*Your instructions:*
Go through the lines below and tally those containing the string "white". Respond with the number only.

▼

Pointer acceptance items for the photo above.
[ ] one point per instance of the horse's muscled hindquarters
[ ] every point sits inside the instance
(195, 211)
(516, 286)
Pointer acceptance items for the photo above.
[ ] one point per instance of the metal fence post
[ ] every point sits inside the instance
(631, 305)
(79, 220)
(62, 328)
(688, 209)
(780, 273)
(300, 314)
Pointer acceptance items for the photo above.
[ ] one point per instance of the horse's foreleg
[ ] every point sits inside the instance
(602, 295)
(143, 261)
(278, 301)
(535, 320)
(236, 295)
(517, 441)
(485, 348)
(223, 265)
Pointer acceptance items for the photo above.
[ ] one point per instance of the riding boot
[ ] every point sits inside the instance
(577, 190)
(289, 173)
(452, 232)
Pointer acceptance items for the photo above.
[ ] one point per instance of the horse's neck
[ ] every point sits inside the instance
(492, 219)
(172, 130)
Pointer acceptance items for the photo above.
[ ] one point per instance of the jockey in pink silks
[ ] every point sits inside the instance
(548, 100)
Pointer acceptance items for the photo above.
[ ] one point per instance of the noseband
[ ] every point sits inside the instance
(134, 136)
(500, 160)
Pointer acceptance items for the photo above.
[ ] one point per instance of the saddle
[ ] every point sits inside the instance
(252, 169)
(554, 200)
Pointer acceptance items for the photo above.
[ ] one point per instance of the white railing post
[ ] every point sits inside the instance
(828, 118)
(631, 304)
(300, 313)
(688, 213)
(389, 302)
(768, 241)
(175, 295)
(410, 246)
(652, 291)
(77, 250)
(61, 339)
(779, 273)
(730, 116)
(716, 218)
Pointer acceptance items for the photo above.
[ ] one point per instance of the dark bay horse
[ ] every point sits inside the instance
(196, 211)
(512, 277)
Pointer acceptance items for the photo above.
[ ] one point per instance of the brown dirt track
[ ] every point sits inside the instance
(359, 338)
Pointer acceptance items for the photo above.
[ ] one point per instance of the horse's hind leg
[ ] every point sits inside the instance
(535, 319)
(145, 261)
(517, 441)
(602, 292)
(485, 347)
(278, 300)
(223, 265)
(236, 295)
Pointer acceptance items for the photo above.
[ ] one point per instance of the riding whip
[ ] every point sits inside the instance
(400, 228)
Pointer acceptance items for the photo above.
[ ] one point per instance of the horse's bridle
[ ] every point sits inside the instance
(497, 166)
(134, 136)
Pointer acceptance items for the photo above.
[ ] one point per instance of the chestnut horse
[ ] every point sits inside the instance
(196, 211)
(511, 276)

▲
▼

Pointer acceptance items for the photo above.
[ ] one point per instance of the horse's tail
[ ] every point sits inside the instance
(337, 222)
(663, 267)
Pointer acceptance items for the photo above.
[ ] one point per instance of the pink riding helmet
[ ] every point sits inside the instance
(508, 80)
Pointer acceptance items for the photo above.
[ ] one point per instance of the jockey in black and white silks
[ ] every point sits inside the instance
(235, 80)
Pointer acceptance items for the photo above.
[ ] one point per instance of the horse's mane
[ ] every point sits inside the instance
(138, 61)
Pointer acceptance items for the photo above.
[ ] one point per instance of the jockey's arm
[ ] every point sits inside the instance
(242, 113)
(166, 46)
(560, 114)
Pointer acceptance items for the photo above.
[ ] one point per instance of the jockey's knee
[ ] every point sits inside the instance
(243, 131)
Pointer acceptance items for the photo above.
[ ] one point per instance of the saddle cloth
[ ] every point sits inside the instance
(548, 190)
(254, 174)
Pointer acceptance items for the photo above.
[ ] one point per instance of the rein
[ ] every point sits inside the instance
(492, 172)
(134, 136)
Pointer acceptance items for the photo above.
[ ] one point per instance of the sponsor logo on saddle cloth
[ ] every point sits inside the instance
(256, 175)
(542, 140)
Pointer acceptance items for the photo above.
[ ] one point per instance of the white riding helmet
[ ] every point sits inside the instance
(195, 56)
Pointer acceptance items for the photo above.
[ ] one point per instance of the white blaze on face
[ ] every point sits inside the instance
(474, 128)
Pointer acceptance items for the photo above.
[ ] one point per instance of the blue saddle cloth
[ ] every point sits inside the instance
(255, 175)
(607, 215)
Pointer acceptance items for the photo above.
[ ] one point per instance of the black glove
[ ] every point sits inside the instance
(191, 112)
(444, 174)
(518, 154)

▲
▼

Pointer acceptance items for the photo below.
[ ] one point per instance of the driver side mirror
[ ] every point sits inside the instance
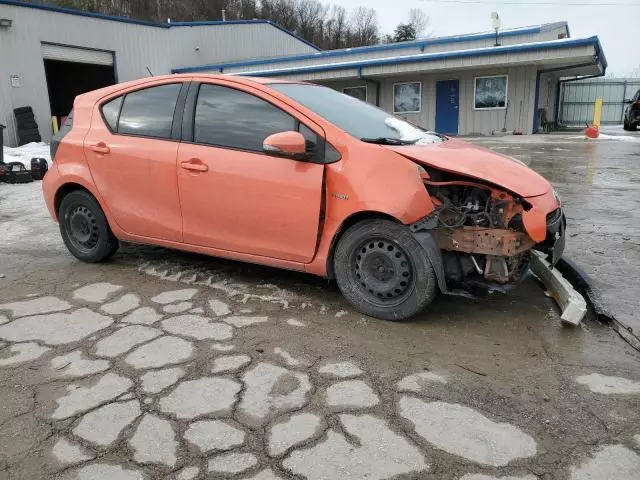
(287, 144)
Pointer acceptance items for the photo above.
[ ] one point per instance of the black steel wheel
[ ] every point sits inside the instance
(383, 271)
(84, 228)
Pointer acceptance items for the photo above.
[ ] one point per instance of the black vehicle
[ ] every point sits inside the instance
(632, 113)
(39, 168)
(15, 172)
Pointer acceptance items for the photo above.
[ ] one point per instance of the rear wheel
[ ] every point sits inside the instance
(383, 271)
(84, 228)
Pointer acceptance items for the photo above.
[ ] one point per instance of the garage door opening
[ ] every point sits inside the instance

▲

*Result of the exercise:*
4